Data lines:
>> start

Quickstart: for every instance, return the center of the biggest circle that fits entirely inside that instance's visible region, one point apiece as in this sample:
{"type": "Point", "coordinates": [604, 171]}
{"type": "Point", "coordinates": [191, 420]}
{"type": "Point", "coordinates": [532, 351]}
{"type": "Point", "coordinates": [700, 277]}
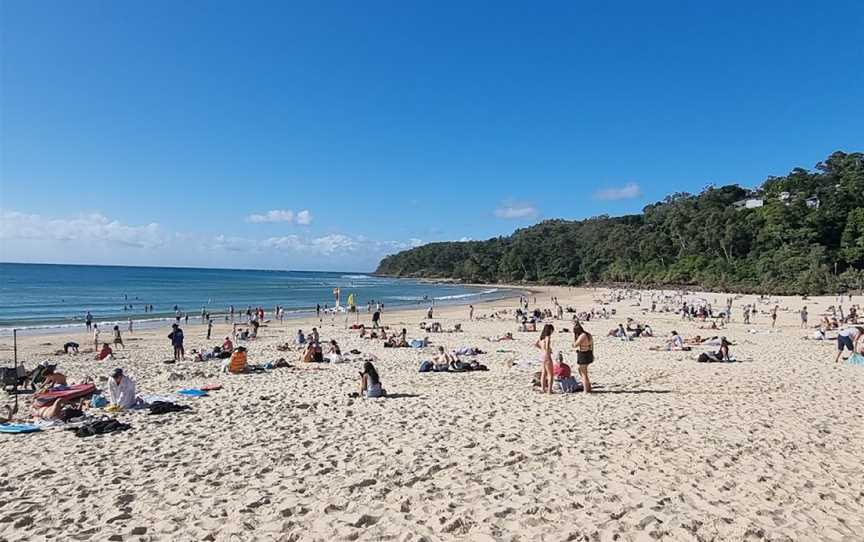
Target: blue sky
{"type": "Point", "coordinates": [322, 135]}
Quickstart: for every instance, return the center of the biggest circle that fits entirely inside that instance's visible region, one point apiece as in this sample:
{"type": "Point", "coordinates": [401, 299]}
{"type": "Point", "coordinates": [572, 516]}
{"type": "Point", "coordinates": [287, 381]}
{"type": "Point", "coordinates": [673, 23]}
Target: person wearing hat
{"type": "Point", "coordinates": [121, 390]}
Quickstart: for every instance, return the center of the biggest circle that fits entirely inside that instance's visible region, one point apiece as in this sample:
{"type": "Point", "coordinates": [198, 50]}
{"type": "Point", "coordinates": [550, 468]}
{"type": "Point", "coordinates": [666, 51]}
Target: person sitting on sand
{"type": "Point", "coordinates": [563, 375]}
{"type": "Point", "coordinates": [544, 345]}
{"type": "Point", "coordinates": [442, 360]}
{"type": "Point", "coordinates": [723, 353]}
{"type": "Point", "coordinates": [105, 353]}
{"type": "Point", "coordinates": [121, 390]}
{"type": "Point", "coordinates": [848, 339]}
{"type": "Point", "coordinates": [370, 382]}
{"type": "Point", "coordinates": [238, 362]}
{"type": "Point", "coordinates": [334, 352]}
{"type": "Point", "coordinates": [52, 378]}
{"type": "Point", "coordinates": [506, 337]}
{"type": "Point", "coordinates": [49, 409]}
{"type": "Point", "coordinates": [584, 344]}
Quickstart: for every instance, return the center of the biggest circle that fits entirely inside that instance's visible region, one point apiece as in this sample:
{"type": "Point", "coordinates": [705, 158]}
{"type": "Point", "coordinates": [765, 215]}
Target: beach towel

>> end
>> start

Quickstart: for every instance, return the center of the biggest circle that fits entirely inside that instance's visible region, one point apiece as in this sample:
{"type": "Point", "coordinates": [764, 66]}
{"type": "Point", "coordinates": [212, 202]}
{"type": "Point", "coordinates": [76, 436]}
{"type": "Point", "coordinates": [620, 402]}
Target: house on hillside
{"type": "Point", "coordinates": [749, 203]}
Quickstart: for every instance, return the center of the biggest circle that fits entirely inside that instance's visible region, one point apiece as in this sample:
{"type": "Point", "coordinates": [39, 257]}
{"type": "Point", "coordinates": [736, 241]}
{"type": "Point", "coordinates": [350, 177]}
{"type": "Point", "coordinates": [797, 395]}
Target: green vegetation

>> end

What the task requires:
How many lines in the items above contain the word "person"? Reply with the number alone.

Written solution:
2